TO DO –
Find the lines in the records below that contain "instance", and report each of them.

EXERCISE DATA –
☆ ☆ ☆ ☆

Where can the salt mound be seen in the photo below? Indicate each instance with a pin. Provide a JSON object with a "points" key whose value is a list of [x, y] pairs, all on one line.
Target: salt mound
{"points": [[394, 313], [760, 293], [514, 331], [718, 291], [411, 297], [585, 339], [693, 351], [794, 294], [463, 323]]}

☆ ☆ ☆ ☆

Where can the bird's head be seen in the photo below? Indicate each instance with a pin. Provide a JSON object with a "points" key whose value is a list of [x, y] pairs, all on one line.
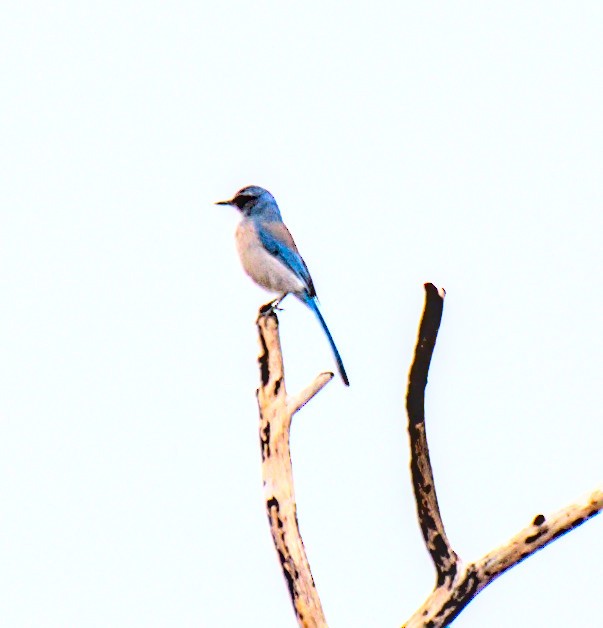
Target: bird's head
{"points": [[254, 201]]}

☆ ☆ ☆ ☆

YOUR SOLUTION –
Where can the salt mound be seen in the photo below? Indicate each instance with a pin. Provide a JSON object with a "points" key whose value is a list of [x, y] pairs, all on one line.
Where can the bird's head be seen in the photo below? Indicate each instance with a pin. Provide a JSON object with a "points" key whose value is a list of [x, y] pairs, all on one line.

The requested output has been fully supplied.